Output the material beneath exactly, leaving nothing out.
───── Record list ─────
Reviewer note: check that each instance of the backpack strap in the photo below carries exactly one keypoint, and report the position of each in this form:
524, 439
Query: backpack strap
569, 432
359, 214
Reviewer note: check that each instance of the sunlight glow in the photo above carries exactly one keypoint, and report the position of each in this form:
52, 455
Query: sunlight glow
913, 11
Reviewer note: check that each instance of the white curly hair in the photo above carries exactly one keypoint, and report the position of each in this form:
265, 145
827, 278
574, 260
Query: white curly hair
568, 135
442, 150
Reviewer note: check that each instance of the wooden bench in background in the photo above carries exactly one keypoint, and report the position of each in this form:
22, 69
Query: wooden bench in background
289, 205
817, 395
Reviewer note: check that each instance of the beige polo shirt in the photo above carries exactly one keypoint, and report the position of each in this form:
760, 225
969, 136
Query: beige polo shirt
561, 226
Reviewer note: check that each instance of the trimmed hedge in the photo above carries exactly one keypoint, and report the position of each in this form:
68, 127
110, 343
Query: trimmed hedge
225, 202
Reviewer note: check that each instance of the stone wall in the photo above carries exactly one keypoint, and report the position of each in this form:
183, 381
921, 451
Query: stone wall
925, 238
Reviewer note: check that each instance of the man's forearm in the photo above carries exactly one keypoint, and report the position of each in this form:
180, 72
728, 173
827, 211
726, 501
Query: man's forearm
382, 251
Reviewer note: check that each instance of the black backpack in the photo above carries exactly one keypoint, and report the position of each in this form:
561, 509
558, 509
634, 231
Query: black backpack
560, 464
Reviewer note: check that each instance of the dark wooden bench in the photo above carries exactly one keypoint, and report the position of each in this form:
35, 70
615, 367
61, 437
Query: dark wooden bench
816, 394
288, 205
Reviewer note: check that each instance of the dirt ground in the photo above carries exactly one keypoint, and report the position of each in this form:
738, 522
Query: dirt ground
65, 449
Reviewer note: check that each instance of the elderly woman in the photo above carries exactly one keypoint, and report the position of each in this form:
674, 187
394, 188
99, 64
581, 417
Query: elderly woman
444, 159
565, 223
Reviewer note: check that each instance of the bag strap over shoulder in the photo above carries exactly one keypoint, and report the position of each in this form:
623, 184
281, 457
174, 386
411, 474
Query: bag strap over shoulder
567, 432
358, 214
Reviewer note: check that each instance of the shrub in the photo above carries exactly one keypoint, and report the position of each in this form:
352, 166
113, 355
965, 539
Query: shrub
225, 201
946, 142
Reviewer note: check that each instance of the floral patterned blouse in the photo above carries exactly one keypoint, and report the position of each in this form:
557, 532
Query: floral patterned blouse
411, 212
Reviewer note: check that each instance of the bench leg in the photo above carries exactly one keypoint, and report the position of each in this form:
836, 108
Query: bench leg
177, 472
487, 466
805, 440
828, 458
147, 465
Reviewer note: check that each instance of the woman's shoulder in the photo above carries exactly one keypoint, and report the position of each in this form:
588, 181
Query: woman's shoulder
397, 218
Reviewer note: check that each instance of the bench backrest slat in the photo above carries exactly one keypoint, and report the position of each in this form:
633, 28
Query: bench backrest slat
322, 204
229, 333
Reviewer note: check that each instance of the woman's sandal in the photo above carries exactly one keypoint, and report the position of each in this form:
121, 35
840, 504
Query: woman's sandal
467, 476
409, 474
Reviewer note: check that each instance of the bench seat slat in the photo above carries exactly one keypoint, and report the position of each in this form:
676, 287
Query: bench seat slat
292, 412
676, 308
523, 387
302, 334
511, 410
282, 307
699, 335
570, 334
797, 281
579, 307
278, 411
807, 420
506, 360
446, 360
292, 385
─────
[Exercise result]
Reviewer note: check that each instance of the backpack strap in the photo below carries exactly one keypoint, and report the position of each in this form:
524, 439
Query: backpack strap
569, 432
359, 214
Reviewer note: check that each instance of the sunlight glow in the photo above carries exactly one keypoint, and report the position of each in this form:
52, 455
Query: sunlight glow
913, 11
Reviewer note: check that each instance of the white curly hair in the photo above carries exactly one keypoint, and report the position of each in this form:
265, 145
827, 278
574, 260
Query: white curly hair
568, 135
442, 150
Reviewer note: check that each instance of the wooden bench in background in the photo above carries exactly one keypoint, and report the position of each in this form:
22, 69
Query: wooden bench in background
289, 205
817, 395
Reviewer note: check that each instance of the beige polo shirt in the photo above carries exactly one keypoint, and report the position of each in this form:
760, 225
969, 136
Query: beige polo shirt
561, 226
Reviewer note: check that each instance of the trimmed hedge in the photo above carries exactly one keypoint, and report the position of each in this form:
68, 127
110, 343
Query: trimmed hedge
225, 202
Reviewer note: check that each instance of the stone wall in the photo above carries exactly one keypoint, and report the position of each in this form:
183, 381
921, 451
Query: stone wall
925, 238
Reviewer note: check that each instance of the man's forearm in the photo above carries exactly one keypoint, and report the position of each in this form:
180, 72
728, 173
827, 211
726, 501
Query: man's forearm
382, 251
Reviewer note: check that each instance of the black backpack in the photo above carries exactly one keypoint, and report the position of each in this form:
561, 509
558, 509
634, 231
Query: black backpack
560, 464
Reviewer note: check that each instance of the dark wooden bench in the photo above carries exactly one keypoint, and report the position of each in this form:
35, 70
615, 367
61, 437
Query: dark wooden bench
816, 394
288, 205
Reviewer note: check that each instance of the dirt ground in the photo above carries exactly one keypoint, and report the position of each in this form:
738, 522
Query: dirt ground
65, 449
Reviewer note: check that each instance of the elderly woman in the photo above carries exactly one keypoint, and report the position of each in this form:
674, 187
394, 188
99, 64
581, 417
Query: elderly woman
444, 159
565, 223
Reviewer note: check that each instance of the bag strap over shoulder in the photo above carries exactly one keypoint, and report the position of each in this form:
623, 184
281, 457
174, 386
411, 474
Query: bag strap over shoulder
567, 432
358, 214
Reviewer note: check that each instance of the shrub in the photo above carries exactly one keypoint, and report the position of each in this form:
352, 166
113, 355
965, 539
Query: shrub
225, 201
946, 142
Reviewer note: check that each instance of the floral patterned blouse in the photo above carries exactly one keypoint, and report the position of each in this form:
557, 532
Query: floral patterned blouse
411, 212
Reviewer note: check that each instance of the bench leg in the photo above carries exactly one keypoint, and report the position of each in this form:
836, 108
Query: bench leg
177, 472
487, 466
805, 440
828, 458
147, 465
Reviewer note: check that each instance of the woman's shoulder in the photo above carries exactly one keypoint, and report the position of each in this form:
588, 181
Query: woman's shoulder
397, 218
Reviewer note: check that each instance of the bench backrest slat in the photo above carries exactly one keypoint, and report the position of each in this form:
633, 28
Query: bench backrest slat
322, 204
229, 333
Reviewer note: check that each instance of the woman's sandal in the photo above carries exactly one keypoint, and report the position of each in this form:
121, 35
840, 504
Query: woman's sandal
467, 476
409, 474
Reviewer note: check that each instance of the bench seat slat in the photo above carries exactly one keypoint, and report the position of each in this form:
676, 287
Query: bench seat slat
292, 412
676, 308
523, 387
302, 334
511, 410
282, 307
699, 335
570, 334
797, 281
579, 307
278, 411
807, 420
506, 360
446, 360
292, 385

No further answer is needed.